[SOAL LATIHAN 1]
Tentukan apakah setiap pernyataan berikut sesuai dengan kutipan teks tentang THR. Jawab ya atau tidak, lalu kutip kata-kata penentunya dari kutipan teks itu. (a) Djoko Adi Prasetyo adalah dosen Antropologi di Universitas Airlangga. (b) Sejarah tradisi THR sudah tertulis dengan jelas. (c) Tradisi pemberian uang diyakini berasal dari budaya Eropa.

[KUTIPAN TEKS]

....................

Surabaya, HKS-News.com – Tunjangan Hari Raya (THR) merupakan hal yang lekat dengan perayaan Hari Raya Idul Fitri di Indonesia. Selain itu, THR identik pula dengan tradisi menukarkan uang lama menjadi uang baru sebelum dibagikan kepada sanak kerabat. Hal tersebut kemudian menjadi suatu budaya di masyarakat Indonesia hingga marak bermunculan jasa penukaran uang baru ketika mendekati hari raya Idul Fitri.

Kepada UNAIR NEWS, Djoko Adi Prasetyo Drs Msi, pakar sekaligus dosen Antropologi, Fakultas Ilmu Sosial dan Ilmu Politik, Universitas Airlangga memberikan tanggapannya terkait budaya THR di Indonesia. Ia menyebutkan tradisi pemberian uang diyakini berasal dari budaya Timur Tengah yang diadopsi oleh masyarakat Indonesia.

Asal-usul THR


Djoko mengungkapkan walaupun sejarahnya belum tertulis dengan jelas, tetapi tradisi THR kemungkinan berasal dari pengejawantahan bentuk sedekah sesuai ajaran Islam. Tradisi tersebut, sambungnya, tidak lepas dari proses akulturasi budaya yang dilakukan masyarakat Indonesia.

....................

[SOAL LATIHAN 2]
Suntinglah baris-baris catatan, mulai dari baris yang memuat "grass lawn --coords=pixels" sampai akhir catatan. Ganti "grass lawn" dengan "green lawn" dan biarkan bagian lainnya tetap sama.

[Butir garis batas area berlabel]

....................

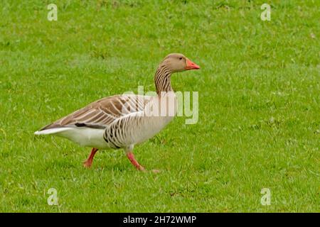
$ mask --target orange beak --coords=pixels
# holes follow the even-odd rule
[[[198,66],[196,63],[193,63],[193,62],[191,62],[190,60],[188,60],[187,58],[186,70],[198,70],[198,69],[200,69],[200,66]]]

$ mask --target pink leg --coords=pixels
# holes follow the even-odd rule
[[[134,158],[134,155],[133,153],[128,152],[127,153],[127,157],[128,157],[131,163],[132,163],[132,165],[134,165],[138,170],[144,171],[144,167],[142,165],[141,165],[140,164],[139,164],[139,162]]]
[[[87,168],[90,168],[91,165],[92,165],[93,162],[93,157],[95,157],[95,153],[98,150],[97,148],[93,148],[91,150],[91,153],[89,155],[89,157],[87,158],[87,160],[83,162],[83,166]]]

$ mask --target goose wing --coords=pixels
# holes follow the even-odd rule
[[[62,127],[105,128],[117,119],[144,111],[152,96],[116,95],[97,100],[40,131]]]

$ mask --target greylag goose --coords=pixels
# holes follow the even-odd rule
[[[171,74],[198,69],[200,67],[183,55],[169,54],[159,65],[154,76],[156,96],[122,94],[106,97],[43,127],[35,134],[52,134],[93,148],[83,162],[86,167],[91,167],[98,149],[123,148],[136,168],[144,170],[134,158],[133,148],[159,133],[176,114],[177,103],[171,84]],[[155,114],[163,113],[163,109],[165,114]],[[168,114],[170,111],[172,114]]]

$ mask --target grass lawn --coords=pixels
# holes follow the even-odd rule
[[[319,212],[319,11],[316,0],[2,0],[0,211]],[[96,99],[154,91],[170,52],[201,67],[172,77],[198,92],[199,119],[176,117],[135,148],[160,173],[122,150],[87,170],[90,148],[33,135]]]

....................

[JAWABAN 1]
(a) Ya: "pakar sekaligus dosen Antropologi, Fakultas Ilmu Sosial dan Ilmu Politik, Universitas Airlangga".
(b) Tidak: "walaupun sejarahnya belum tertulis dengan jelas".
(c) Tidak: "diyakini berasal dari budaya Timur Tengah".

[JAWABAN 2]
$ mask --target green lawn --coords=pixels
# holes follow the even-odd rule
[[[319,212],[319,11],[316,0],[2,0],[0,211]],[[96,99],[154,91],[170,52],[201,67],[172,77],[198,92],[199,119],[176,117],[135,148],[160,173],[122,150],[87,170],[90,148],[33,135]]]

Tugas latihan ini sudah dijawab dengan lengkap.